─── TEXTE ───

3. Simplifier les démarches administratives
Répondre aux besoins des équipes tout en assurant la continuité opérationnelle est un lourd défi, soutient Vincent. Entre deux mouchoirs et réunions de soutien pour son équipe, il a dû s’occuper de toutes les formalités administratives.
« Enregistrer la fin d’emploi dans notre système, ouvrir le poste pour les prochaines semaines, etc. C’était presque déshumaniser mon ancienne collègue », témoigne-t-il.
Automatiser ces processus ou en déléguer la gestion à une équipe RH spécialisée permet aux gestionnaires de se concentrer sur leur rôle humain.
4. Porter une réelle importance à ce drame
En créant des occasions de discussion ou en facilitant l’accès à des groupes de soutien internes, les organisations manifestent leur appui aux membres des équipes touchés par un deuil.
5. Accepter que les équipes traversent une période de transition
L’employeur peut informer ses gestionnaires et leurs équipes des arrangements temporaires pouvant être apportés afin de les aider à accomplir leur travail (télétravail, ajustement de l’horaire, adaptation voire réassignation de certains projets, etc.).
Il est également possible de réduire la pression des chef.fe.s d’équipe en établissant clairement avec elles et eux les priorités des prochaines semaines suivants la perte d’un.e salarié.e.
Une enquête du Gouvernement du Canada (2020) révèle que 80 % des employé.e.s estiment que leur employeur devrait disposer d’un protocole pour les soutenir dans les moments de deuil, bien que peu d’entreprises en soient réellement dotées.
Comment les RH peuvent-elles accompagner les équipes endeuillées ?
« Il est crucial d’avoir des politiques claires sur la gestion du deuil en entreprise », estime Mme Goyette. Pour favoriser le mieux-être affectif des employé.e.s, mais aussi pour ne pas devoir mettre en place des étapes administratives en catastrophe.
Au Québec, très peu de milieux de travail disposent de telles politiques. Marc-Antoine Berthod, Aurélie Masciulli Jung et Melissa Ischer, des chercheur.euse.s suisses, ont mis au point en 2022 un guide gratuit offrant aux entreprises les outils nécessaires pour développer des mesures humaines et adaptées au personnel endeuillé.
« Le lien d'affection est souvent beaucoup plus important que le lien de parenté, mais très souvent, on considère que si une personne décédée n'est pas de la famille de l'employé.e, c'est un peu moins important », avait notamment déploré M. Berthod à Noovo Info, lorsqu’il était de passage à Montréal pour présenter le fruit de sa recherche collaborative.
Mettre en place des ressources
Lors d’un décès au sein de ses équipes, le département des RH peut rappeler à l’ensemble du personnel les services de soutien professionnel offerts à travers le programme d'aide aux employé.e.s (PAE) si l’entreprise en possède un.

───

**TÂCHE DEMANDÉE 1:** Recopiez les lignes depuis la première jusqu'à celle qui contient « x=308 y=395 », incluse, en y remplaçant « shelf » par « rack » sans rien changer d'autre.
**TÂCHE DEMANDÉE 2:** Prolongez le texte sur le deuil au travail à partir de sa dernière phrase.
Le texte et les lignes sont deux documents sans lien entre eux.

─── DONNÉES DE LA TÂCHE ───

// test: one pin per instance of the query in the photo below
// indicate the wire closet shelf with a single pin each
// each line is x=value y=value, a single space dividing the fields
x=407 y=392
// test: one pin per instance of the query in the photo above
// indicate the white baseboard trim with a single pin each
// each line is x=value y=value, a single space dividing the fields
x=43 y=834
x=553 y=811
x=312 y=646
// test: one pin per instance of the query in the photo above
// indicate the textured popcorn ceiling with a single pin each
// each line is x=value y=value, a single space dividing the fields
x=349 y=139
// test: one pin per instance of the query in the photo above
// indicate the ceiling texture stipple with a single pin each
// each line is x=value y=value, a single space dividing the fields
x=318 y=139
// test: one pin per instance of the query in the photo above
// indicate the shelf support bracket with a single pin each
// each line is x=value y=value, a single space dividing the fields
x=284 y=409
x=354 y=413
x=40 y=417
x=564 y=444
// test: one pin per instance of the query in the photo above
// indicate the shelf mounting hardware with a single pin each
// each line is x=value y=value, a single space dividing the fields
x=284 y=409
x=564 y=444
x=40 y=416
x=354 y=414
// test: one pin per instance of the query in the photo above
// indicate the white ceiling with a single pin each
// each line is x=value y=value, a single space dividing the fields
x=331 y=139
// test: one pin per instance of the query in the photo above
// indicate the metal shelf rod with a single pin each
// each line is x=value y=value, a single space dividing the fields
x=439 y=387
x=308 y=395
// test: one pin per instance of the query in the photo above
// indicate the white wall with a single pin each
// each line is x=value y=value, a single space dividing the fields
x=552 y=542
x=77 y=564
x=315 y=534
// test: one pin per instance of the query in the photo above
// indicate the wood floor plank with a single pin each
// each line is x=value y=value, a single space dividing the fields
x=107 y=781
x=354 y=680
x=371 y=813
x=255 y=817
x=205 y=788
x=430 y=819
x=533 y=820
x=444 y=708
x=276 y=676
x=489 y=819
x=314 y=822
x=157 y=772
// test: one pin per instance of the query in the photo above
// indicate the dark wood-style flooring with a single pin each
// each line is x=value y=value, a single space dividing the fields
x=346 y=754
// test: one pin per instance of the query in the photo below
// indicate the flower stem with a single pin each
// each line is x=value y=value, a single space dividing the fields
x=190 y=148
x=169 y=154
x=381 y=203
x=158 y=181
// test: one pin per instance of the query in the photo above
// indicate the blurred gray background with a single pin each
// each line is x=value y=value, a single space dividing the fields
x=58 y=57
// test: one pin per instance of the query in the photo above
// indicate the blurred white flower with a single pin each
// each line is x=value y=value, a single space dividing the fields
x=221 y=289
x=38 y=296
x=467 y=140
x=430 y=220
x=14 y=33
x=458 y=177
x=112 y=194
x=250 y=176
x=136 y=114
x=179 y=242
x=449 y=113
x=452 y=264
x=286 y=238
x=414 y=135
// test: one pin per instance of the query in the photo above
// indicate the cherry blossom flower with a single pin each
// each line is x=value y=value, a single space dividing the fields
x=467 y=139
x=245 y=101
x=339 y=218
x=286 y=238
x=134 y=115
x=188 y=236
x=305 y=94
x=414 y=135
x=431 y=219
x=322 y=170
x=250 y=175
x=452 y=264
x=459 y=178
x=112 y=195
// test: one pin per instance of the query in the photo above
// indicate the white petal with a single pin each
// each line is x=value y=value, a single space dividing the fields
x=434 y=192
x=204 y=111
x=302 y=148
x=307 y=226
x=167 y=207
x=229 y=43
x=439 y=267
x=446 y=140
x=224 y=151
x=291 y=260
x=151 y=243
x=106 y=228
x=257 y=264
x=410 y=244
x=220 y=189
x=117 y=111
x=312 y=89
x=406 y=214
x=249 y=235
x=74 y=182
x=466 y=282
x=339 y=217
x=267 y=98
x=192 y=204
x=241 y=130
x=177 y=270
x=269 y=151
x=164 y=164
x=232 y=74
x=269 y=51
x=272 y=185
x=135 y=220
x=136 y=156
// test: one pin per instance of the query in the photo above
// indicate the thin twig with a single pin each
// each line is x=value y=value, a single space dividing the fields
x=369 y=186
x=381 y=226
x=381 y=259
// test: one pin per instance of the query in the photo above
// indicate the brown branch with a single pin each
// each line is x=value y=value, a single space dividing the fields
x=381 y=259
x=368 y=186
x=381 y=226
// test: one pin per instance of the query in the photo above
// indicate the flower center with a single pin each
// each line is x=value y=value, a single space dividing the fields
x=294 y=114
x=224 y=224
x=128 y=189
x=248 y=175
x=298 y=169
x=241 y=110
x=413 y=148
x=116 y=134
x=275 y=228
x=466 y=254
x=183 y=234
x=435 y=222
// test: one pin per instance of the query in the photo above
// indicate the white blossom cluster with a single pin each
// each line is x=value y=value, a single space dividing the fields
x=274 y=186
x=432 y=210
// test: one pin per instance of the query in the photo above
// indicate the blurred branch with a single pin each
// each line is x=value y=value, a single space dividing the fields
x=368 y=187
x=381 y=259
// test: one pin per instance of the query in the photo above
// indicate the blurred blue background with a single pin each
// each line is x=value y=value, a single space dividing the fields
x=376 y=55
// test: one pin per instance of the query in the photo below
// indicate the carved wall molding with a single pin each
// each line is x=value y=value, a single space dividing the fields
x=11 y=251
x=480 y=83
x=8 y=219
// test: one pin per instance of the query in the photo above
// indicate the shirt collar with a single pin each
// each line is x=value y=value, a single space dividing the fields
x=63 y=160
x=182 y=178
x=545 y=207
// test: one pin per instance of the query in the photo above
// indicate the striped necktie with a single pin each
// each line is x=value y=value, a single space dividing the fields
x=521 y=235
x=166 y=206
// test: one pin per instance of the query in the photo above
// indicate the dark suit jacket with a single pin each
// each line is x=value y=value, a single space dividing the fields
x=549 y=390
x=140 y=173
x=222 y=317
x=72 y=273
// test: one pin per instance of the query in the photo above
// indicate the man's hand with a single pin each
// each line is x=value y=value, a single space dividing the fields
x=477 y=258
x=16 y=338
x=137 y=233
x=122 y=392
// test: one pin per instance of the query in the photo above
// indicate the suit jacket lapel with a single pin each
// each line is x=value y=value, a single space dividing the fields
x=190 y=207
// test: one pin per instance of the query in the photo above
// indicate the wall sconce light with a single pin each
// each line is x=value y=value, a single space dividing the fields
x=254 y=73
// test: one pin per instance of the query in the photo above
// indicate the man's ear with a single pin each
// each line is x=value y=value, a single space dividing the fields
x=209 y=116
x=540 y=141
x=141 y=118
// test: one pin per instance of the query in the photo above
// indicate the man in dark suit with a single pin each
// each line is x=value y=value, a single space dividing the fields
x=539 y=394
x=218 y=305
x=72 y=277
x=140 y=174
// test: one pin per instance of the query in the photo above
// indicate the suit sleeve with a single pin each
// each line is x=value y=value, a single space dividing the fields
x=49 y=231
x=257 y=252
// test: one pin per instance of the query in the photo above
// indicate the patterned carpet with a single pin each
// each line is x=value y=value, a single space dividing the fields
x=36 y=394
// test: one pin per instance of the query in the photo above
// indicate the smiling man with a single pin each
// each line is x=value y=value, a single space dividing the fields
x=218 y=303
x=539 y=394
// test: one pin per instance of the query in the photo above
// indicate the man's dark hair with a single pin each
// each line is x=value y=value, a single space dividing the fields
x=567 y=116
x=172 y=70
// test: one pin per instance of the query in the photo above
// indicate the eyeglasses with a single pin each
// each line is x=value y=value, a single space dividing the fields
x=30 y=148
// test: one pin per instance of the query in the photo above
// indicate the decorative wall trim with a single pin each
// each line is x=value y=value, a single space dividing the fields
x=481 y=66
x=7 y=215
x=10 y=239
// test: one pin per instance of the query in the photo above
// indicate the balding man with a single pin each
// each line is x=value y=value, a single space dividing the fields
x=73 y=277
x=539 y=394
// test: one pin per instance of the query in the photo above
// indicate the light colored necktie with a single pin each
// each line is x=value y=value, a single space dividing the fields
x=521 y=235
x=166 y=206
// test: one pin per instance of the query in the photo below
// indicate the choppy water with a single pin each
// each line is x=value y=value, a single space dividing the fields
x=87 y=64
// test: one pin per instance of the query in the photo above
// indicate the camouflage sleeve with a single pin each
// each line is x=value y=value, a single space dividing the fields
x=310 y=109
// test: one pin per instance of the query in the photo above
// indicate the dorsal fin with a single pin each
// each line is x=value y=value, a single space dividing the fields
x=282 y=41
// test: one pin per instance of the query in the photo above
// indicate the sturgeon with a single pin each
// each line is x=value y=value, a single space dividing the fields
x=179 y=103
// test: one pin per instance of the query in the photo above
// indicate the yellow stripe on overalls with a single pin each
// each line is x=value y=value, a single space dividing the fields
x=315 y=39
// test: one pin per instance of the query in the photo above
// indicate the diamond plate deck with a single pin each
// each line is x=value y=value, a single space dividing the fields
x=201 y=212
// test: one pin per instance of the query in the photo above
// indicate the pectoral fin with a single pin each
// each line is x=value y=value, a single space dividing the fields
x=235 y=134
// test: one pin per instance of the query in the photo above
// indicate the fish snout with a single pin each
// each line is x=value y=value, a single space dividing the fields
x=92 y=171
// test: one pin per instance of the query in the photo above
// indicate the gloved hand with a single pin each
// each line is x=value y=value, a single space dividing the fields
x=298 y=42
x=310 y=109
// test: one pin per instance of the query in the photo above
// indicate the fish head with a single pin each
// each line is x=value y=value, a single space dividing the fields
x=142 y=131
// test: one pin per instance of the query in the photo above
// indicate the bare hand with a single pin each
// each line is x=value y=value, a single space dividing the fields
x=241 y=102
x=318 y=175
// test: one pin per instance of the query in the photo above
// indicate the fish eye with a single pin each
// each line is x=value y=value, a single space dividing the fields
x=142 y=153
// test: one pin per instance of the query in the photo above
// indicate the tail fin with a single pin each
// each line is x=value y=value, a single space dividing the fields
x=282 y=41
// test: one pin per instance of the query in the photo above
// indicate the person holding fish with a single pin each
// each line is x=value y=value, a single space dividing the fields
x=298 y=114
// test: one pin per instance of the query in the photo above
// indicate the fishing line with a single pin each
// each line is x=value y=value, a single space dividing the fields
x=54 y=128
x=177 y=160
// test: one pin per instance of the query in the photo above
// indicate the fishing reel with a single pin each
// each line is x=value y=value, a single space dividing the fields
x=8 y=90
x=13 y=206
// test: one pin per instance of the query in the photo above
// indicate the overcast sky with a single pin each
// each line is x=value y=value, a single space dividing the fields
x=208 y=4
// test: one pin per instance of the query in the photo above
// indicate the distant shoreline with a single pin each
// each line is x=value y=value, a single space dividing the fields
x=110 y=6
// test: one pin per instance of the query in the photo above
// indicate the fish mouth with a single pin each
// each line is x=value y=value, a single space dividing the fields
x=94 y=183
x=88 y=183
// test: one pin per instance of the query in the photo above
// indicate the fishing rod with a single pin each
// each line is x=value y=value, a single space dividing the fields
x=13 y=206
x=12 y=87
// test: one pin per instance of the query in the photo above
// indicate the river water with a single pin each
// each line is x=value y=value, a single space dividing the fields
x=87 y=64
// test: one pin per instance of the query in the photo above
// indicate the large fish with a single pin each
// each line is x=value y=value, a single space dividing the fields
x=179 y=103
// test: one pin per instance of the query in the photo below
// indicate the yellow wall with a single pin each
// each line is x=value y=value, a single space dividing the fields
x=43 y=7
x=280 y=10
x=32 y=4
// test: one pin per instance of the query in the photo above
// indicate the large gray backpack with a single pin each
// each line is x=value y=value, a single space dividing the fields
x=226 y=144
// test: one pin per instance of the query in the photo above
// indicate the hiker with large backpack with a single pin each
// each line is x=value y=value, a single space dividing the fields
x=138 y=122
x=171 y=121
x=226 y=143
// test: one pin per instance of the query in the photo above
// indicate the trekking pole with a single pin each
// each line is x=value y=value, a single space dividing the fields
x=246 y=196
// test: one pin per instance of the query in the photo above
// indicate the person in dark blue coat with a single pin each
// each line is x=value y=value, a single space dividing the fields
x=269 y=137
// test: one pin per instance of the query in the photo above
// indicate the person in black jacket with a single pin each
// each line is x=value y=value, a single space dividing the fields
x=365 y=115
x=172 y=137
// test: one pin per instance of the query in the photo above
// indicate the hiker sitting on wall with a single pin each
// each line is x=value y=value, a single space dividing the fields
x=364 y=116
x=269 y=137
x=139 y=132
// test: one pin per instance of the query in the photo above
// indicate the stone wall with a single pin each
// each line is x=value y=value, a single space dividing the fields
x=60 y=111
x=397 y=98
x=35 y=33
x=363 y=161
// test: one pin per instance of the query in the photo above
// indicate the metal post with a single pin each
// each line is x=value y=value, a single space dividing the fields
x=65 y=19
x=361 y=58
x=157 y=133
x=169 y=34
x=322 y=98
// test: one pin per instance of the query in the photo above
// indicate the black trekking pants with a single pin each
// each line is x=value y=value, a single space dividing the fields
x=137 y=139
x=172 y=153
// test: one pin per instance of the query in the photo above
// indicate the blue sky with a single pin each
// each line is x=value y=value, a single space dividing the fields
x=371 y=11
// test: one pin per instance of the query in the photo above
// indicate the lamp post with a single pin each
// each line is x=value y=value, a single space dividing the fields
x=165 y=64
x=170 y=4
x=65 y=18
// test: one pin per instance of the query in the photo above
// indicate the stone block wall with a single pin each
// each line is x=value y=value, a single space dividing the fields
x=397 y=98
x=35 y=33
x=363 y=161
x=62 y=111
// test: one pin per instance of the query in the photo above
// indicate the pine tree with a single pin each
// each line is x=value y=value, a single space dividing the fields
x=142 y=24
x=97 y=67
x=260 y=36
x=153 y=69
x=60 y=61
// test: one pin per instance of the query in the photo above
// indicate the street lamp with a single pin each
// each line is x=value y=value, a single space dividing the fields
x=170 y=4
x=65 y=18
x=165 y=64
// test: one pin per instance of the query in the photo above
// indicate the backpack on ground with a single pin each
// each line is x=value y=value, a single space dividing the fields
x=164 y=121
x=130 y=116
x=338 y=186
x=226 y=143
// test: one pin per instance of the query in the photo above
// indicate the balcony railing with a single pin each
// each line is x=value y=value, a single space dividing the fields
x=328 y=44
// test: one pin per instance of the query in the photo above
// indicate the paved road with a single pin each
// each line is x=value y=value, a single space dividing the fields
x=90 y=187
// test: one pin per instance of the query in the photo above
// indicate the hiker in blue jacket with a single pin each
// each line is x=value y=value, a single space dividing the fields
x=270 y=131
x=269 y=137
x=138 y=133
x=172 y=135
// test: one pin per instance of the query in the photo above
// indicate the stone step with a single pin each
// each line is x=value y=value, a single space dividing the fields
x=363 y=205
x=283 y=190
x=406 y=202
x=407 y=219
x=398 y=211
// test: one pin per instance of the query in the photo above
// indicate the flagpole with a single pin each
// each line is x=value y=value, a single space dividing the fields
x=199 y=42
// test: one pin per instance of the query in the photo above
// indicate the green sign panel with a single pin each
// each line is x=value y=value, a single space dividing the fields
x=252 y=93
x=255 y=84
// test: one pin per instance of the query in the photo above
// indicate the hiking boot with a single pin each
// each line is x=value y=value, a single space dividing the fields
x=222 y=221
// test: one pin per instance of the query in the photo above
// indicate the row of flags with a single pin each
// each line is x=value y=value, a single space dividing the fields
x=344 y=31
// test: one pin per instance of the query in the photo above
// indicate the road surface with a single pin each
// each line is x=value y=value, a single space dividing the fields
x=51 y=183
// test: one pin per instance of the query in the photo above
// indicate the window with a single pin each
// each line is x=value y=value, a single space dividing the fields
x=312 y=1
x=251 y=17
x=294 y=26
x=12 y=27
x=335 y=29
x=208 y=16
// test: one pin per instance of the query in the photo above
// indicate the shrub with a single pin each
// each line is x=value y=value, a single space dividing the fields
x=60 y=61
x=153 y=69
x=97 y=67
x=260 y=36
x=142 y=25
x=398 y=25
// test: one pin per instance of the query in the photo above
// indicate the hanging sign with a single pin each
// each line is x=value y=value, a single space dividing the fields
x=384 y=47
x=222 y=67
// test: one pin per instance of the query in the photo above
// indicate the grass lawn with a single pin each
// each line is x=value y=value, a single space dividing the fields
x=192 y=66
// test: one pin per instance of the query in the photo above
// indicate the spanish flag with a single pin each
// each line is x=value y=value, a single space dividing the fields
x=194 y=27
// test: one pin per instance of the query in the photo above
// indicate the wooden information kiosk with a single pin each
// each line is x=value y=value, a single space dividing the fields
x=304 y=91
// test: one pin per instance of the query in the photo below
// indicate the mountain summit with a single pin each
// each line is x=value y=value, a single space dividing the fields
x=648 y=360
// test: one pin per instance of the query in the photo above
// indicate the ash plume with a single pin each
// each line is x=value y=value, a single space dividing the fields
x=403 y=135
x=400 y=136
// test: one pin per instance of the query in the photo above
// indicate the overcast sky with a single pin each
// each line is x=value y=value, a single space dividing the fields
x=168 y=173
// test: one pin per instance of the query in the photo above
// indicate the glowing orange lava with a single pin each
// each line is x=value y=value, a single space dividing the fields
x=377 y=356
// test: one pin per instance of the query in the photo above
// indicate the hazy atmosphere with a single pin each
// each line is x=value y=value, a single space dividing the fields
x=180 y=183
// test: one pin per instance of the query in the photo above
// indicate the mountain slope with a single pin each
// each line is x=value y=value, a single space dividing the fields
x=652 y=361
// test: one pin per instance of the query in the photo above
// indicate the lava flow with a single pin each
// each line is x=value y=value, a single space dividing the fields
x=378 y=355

───

**RÉPONSE ATTENDUE 1:**
// test: one pin per instance of the query in the photo below
// indicate the wire closet rack with a single pin each
// each line is x=value y=value, a single space dividing the fields
x=407 y=392
// test: one pin per instance of the query in the photo above
// indicate the white baseboard trim with a single pin each
// each line is x=value y=value, a single space dividing the fields
x=43 y=834
x=553 y=811
x=312 y=646
// test: one pin per instance of the query in the photo above
// indicate the textured popcorn ceiling with a single pin each
// each line is x=value y=value, a single space dividing the fields
x=349 y=139
// test: one pin per instance of the query in the photo above
// indicate the ceiling texture stipple with a single pin each
// each line is x=value y=value, a single space dividing the fields
x=318 y=139
// test: one pin per instance of the query in the photo above
// indicate the rack support bracket with a single pin each
// each line is x=value y=value, a single space dividing the fields
x=284 y=409
x=354 y=413
x=40 y=417
x=564 y=444
// test: one pin per instance of the query in the photo above
// indicate the rack mounting hardware with a single pin each
// each line is x=value y=value, a single space dividing the fields
x=284 y=409
x=564 y=444
x=40 y=416
x=354 y=414
// test: one pin per instance of the query in the photo above
// indicate the white ceiling with a single pin each
// each line is x=value y=value, a single space dividing the fields
x=331 y=139
// test: one pin per instance of the query in the photo above
// indicate the metal rack rod with a single pin each
// each line is x=value y=value, a single space dividing the fields
x=439 y=387
x=308 y=395

**RÉPONSE ATTENDUE 2:**
Le personnel RH peut également disposer, en amont, d’une formation psychologique spécialisée (comme celle de la Maison Monbourquette), et rester disponible pour écouter ou échanger avec les personnes qui en ressentent le besoin.
Il est également envisageable de fournir un guide pratique aux gestionnaires pour appréhender ces situations avec empathie et flexibilité, ainsi que de créer un guide sur le deuil en entreprise à destination de l’ensemble du personnel pour expliquer les étapes du deuil, les réactions possibles et les ressources internes et externes disponibles.
Ces initiatives renforcent la confiance des employé.e.s envers leur organisation et démontrent la volonté proactive de cette dernière de répondre aux besoins humains.
Penser à l’après : continuité et résilience
Une fois l’événement passé, l’enjeu pour les entreprises est de faciliter le réengagement de l’équipe endeuillée dans ses fonctions.
Toutefois, revenir à la normalité ne signifie pas oublier. Les entreprises peuvent organiser des moments de commémoration et intégrer des apprentissages dans leurs politiques pour anticiper de futures situations similaires.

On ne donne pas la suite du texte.